## KUTIPAN
──────────────────────────────
Ibnu Hazm-Serial Sang Pemikir Ekonomi Syariah Dunia Bagian 4
published 25/09/2020 - 5 Min Read

Ibnu Hazm – Serial Sang Pemikir Ekonomi Syariah Dunia (Bagian 4)

Ketika Muslim membiarkan pelanggaran syariat, Ibnu Hazm kembali pada interpretasi literal dalil dalam menentukan pendapat, termasuk dalam masalah ekonomi.

Latar Belakang Ibnu Hazm

Ibnu Hazm tumbuh dan menerima pendidikan awalnya dari istana keluarganya di Cordoba, Andalusia.

Terlahir di keluarga terpandang di mana ayahnya menjadi seorang Wazir pemerintahan (jabatan penasihat kesultanan, baik untuk urusan agama maupun politik, yang terlibat langsung dalam administrasi negara atau politik praktis) di zaman Bani Umayyad yang menguasai Andalusia, Ibnu Hazm tumbuh dengan ekspektasi yang tinggi dari keluarganya.
──────────────────────────────
## DATA YANG DITAMPILKAN
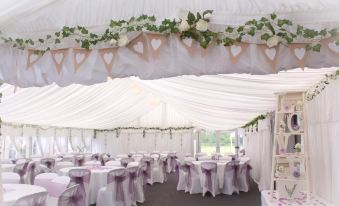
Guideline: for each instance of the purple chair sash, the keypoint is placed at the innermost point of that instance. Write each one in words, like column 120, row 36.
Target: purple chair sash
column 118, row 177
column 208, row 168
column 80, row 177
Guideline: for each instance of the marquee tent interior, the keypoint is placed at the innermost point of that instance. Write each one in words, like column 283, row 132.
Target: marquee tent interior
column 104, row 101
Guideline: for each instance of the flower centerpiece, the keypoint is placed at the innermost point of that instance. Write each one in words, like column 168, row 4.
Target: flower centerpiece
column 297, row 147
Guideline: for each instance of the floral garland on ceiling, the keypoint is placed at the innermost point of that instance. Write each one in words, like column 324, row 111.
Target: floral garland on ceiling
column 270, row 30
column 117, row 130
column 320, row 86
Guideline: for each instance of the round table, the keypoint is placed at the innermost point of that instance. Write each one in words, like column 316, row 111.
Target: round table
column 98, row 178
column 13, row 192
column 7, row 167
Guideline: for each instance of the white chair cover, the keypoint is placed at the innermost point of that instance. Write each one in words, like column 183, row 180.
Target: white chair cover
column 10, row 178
──────────────────────────────
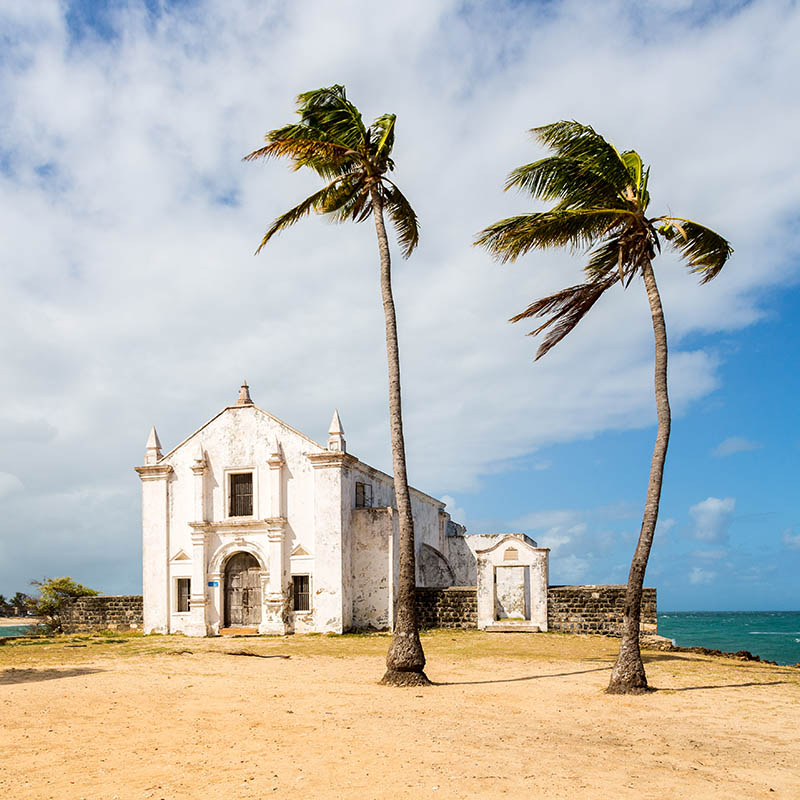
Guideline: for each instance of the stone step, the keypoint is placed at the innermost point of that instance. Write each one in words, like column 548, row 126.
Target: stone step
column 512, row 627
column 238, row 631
──────────────────────────────
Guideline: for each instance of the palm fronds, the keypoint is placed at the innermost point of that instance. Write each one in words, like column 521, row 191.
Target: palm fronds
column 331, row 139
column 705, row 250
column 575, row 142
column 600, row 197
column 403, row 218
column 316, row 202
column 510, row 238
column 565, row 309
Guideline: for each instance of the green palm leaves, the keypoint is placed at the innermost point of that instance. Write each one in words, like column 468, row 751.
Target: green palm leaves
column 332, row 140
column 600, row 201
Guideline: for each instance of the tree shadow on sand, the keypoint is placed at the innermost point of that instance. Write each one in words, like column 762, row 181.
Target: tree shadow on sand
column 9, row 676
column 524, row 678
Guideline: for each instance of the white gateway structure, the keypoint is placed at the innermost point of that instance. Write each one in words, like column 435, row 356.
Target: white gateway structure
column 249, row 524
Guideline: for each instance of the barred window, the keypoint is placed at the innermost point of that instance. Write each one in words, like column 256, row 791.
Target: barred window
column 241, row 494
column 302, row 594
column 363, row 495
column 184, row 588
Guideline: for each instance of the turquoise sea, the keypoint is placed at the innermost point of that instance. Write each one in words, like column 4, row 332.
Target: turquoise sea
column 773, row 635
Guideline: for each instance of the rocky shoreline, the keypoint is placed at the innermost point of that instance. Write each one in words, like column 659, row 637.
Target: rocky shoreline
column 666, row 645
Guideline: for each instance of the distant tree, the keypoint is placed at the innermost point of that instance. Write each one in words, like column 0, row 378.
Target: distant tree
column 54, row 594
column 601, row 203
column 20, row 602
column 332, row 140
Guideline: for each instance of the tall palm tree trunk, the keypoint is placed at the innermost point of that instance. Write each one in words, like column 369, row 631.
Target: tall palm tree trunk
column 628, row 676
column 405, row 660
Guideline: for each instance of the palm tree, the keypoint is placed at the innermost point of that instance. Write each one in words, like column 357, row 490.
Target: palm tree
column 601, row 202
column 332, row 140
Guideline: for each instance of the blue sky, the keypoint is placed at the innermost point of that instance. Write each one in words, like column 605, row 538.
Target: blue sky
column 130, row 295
──────────────────────────────
## TUJUAN LATIHAN
Menurut kutipan, di kota mana Ibnu Hazm tumbuh dan menerima pendidikan awalnya? Gunakan hanya kutipan sebagai sumber jawaban.

## JAWABAN TUGAS
Di Cordoba, Andalusia, tepatnya di istana keluarganya.